[Point localization data]
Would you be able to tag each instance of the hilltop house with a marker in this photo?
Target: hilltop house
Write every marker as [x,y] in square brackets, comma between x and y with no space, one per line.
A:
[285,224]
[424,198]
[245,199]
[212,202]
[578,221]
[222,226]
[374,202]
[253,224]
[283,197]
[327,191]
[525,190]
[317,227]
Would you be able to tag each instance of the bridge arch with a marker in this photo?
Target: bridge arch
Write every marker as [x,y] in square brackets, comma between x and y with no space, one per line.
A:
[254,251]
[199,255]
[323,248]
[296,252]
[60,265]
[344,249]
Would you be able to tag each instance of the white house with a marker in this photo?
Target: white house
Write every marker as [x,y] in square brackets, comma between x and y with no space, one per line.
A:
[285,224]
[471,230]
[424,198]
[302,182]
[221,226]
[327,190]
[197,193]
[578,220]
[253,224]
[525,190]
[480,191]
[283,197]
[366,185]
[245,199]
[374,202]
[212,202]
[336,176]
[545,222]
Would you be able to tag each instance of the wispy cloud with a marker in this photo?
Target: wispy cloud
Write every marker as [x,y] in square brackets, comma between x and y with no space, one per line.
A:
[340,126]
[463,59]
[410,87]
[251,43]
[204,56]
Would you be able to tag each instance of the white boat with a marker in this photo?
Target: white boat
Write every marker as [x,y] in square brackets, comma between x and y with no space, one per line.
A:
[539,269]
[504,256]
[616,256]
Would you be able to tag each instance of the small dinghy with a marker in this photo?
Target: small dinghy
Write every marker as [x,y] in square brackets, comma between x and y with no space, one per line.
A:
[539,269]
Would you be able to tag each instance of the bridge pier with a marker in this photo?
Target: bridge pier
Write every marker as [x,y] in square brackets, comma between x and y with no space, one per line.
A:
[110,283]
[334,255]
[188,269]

- TASK REQUIREMENTS: Output only the lines from the one with "Target: bridge pier" through the last line of the entries above; please keep them exact.

- RESPONSE AREA:
Target: bridge pier
Write every marker as [x,y] in square brackets, comma between x and y with no space, one per line.
A:
[110,283]
[334,255]
[188,269]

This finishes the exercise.